WHAT YOU WILL DO
Among the entries below, find every line that contains the string "ridge", then copy it.

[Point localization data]
%%
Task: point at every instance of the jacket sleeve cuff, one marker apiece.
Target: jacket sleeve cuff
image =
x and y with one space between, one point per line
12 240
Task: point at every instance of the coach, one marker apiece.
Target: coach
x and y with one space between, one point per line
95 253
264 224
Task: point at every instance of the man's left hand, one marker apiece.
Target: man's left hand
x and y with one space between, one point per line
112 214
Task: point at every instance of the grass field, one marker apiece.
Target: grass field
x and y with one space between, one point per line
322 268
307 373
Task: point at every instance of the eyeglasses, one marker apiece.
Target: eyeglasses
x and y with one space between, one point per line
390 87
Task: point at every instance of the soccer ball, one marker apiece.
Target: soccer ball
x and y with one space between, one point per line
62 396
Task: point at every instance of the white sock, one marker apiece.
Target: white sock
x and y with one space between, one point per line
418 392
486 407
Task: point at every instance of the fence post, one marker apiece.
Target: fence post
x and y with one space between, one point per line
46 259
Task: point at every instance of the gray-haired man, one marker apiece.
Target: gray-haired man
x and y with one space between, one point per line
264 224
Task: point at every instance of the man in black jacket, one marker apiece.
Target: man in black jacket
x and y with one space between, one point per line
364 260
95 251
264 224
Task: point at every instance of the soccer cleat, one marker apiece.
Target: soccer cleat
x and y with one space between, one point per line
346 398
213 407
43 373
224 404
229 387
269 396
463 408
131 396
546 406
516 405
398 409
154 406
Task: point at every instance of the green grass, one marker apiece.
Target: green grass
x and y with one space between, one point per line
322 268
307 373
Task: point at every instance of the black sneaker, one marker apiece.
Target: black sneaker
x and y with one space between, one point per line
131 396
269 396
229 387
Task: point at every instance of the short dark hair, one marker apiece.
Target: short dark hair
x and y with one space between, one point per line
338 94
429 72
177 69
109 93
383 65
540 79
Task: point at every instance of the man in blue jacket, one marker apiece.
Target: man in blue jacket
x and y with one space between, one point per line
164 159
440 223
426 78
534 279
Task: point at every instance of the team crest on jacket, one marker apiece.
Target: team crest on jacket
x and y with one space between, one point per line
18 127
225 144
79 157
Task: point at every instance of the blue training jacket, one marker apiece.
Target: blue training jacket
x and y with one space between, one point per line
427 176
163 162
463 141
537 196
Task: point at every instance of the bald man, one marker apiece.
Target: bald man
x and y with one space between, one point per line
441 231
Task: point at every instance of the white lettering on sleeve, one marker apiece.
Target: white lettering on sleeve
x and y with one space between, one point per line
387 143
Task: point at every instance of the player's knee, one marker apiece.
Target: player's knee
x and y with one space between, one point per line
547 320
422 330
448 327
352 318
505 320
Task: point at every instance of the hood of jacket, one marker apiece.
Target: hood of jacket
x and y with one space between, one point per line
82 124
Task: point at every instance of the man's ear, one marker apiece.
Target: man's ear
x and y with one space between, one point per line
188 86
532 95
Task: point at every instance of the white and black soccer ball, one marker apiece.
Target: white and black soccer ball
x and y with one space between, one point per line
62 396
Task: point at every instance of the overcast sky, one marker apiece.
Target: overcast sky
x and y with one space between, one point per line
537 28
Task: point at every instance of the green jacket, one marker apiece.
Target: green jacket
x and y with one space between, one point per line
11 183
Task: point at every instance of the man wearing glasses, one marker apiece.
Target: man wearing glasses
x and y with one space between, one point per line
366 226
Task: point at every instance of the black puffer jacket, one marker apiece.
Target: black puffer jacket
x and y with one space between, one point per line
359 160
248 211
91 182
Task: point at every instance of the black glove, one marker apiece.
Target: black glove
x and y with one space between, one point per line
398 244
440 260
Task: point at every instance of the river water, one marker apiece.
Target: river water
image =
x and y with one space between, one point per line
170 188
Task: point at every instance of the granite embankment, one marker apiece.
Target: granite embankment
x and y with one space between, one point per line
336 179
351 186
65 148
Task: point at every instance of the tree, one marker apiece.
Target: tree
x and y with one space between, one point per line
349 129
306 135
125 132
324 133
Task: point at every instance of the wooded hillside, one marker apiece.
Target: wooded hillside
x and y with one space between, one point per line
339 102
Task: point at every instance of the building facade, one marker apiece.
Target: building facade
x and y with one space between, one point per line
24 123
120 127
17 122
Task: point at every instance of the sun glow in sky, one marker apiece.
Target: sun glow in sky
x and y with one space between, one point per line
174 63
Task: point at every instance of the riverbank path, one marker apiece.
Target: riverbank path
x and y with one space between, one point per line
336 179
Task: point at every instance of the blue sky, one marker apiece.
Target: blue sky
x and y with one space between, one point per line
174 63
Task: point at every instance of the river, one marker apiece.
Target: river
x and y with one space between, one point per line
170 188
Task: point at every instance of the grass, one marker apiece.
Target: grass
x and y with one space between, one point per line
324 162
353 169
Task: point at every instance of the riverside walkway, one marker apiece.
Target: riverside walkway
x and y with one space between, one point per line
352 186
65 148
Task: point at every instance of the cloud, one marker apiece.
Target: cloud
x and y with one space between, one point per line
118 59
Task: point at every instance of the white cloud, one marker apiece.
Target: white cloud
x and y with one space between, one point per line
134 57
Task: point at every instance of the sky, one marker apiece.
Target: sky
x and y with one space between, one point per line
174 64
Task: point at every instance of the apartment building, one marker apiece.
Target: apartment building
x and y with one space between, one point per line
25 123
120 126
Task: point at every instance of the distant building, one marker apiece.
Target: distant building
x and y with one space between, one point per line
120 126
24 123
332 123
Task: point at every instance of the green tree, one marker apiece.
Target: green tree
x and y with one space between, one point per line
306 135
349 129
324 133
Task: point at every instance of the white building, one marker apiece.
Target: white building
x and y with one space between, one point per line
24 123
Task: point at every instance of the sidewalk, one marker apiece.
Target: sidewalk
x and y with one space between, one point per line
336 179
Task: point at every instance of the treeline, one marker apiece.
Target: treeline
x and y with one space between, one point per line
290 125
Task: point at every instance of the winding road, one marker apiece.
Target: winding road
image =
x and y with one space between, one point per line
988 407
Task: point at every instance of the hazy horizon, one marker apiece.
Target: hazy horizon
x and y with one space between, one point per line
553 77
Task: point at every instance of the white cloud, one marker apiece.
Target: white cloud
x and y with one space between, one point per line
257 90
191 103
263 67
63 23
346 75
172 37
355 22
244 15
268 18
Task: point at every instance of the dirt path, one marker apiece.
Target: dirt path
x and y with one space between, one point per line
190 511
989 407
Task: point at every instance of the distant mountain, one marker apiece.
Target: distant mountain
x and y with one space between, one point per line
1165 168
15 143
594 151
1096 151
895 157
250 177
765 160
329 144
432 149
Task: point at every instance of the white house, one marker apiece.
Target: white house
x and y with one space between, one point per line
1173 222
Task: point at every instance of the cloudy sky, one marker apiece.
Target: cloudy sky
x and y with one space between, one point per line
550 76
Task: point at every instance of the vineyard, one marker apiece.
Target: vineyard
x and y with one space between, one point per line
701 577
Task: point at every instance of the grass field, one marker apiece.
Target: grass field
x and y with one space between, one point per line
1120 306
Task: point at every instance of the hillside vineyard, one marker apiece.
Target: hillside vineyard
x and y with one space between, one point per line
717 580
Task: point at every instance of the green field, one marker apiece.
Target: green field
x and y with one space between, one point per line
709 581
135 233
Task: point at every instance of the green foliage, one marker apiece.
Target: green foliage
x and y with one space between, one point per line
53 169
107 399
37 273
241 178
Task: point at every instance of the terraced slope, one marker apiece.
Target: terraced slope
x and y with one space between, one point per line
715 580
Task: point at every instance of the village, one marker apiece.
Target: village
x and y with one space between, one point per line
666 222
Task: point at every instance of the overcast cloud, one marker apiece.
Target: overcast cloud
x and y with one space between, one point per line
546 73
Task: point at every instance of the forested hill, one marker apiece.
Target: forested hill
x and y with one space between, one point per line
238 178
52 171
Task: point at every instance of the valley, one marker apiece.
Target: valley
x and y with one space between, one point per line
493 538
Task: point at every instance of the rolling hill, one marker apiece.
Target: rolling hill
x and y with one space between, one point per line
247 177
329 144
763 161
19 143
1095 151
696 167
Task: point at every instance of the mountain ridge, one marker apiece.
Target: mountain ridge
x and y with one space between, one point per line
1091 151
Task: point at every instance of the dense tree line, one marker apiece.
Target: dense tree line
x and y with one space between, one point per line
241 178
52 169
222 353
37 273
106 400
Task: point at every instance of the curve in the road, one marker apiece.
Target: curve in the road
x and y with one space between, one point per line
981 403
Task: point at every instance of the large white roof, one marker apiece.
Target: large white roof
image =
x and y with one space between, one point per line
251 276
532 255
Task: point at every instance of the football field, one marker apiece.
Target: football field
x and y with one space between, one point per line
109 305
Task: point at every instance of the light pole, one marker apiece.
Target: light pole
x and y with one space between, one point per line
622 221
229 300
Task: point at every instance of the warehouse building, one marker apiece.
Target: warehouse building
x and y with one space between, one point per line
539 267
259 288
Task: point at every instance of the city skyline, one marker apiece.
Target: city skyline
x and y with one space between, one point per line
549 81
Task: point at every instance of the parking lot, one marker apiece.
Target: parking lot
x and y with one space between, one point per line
%%
TASK RESPONSE
Task: point at every instance of the mountain ridge, one marker apiece.
Target: mountain ridge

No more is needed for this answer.